___ DATA FOR REVIEW

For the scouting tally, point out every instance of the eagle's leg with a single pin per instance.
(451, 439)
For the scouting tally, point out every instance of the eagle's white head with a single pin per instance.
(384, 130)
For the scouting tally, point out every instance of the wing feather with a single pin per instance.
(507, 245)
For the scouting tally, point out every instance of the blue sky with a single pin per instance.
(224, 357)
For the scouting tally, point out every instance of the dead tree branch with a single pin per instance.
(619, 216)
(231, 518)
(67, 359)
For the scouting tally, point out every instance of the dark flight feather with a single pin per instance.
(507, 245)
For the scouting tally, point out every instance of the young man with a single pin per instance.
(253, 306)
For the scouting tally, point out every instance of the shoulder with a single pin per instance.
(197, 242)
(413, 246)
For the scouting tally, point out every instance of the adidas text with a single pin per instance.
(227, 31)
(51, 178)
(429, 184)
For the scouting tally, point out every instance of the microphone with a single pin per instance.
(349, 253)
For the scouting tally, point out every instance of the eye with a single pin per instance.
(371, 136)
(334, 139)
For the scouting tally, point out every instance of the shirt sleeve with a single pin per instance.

______

TRY IT:
A reply should hold exactly the lines from the one containing "For the scouting tally, point out every instance of the wing" through the end of the data above, nothing more.

SOLUTION:
For the scouting tally, point out every instance of the wing feather with a single pin per instance.
(507, 245)
For the scouting tally, point out every instance of the blue sky with a single pin per instance.
(224, 357)
For the scouting tally, point out every instance of the dead tree branch with a single pin per instance.
(619, 216)
(231, 518)
(67, 359)
For the scouting tally, point out every instance of the dark flight feather with a single pin per instance.
(507, 245)
For the scouting tally, point out every instance of the young man with a single pin per instance.
(253, 306)
For the scouting tally, point out every instance of the shoulder with a single pin per instance.
(197, 242)
(413, 246)
For the scouting tally, point out every instance of the adidas text with a single pin per instance.
(227, 31)
(51, 178)
(429, 184)
For the scouting tally, point out every instance of the microphone with a single pin per instance.
(349, 253)
For the scouting tally, point out every instance of the eye with a single pin per instance.
(371, 136)
(334, 139)
For the scouting tally, point out every instance of the shirt sleeve with a single pin per instance.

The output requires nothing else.